Copy out the whole forum discussion about stopping a cat's vaccine boosters, word for word.

■ Extract provided:
----
My question now is, should I continue with the boosters since they've already been started? What would be the effect of stopping it now?
post #2 of 9
Have you talked to your vet about it? Obviously he/she isn't against the vaccine. Maybe you could call another vet in your area and ask for their opinion on it, since they obviously have more authority on the subject than most of us here.

My vet discourages against the vaccine. It can sometimes cause cancer at the injection site. She says that you have to weigh the pros and cons. Does your cat go outside? Does it come into contact with cats who go outside? If your cat stays inside and doesn't come into contact with cats who go outside and could transmit the disease, then I'd say not to get the booster. I doubt not getting the booster will have any effects on your cat, he simply won't have the protection against the disease anymore; however, you should probably talk to a vet about it.
----
■ Entries shown:
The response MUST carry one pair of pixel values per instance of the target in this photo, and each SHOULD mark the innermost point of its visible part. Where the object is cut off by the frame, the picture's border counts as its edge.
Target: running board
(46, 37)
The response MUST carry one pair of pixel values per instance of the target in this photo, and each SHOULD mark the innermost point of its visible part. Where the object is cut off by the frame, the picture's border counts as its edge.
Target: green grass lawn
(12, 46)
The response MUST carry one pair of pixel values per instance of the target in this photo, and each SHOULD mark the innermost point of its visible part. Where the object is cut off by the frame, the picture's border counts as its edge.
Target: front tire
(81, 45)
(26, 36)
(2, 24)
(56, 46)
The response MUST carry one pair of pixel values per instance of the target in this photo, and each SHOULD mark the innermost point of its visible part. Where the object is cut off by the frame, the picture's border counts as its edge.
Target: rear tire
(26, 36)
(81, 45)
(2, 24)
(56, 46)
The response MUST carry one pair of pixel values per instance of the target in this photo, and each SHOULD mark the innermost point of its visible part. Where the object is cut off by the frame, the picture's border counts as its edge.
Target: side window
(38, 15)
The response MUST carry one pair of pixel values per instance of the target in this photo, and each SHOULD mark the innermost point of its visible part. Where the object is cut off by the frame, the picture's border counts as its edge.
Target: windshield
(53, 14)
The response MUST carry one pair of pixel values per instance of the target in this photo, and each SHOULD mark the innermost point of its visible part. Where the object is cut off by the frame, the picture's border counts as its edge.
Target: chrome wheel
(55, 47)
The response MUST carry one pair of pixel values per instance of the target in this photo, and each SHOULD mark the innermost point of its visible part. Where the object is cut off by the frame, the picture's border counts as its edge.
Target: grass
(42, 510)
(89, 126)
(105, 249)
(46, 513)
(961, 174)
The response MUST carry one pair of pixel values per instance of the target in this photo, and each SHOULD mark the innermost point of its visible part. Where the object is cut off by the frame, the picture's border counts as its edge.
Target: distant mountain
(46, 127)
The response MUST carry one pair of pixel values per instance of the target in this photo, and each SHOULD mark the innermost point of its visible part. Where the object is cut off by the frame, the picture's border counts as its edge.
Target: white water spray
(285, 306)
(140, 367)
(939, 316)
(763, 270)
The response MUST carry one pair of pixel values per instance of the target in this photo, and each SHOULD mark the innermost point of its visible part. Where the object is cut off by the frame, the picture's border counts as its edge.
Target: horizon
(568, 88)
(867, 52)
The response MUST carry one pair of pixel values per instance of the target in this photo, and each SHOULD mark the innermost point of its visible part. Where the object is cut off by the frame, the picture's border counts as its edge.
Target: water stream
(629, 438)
----
■ Problem solution:
My question now is, should I continue with the boosters since they've already been started? What would be the effect of stopping it now?
post #2 of 9
Have you talked to your vet about it? Obviously he/she isn't against the vaccine. Maybe you could call another vet in your area and ask for their opinion on it, since they obviously have more authority on the subject than most of us here.

My vet discourages against the vaccine. It can sometimes cause cancer at the injection site. She says that you have to weigh the pros and cons. Does your cat go outside? Does it come into contact with cats who go outside? If your cat stays inside and doesn't come into contact with cats who go outside and could transmit the disease, then I'd say not to get the booster. I doubt not getting the booster will have any effects on your cat, he simply won't have the protection against the disease anymore; however, you should probably talk to a vet about it.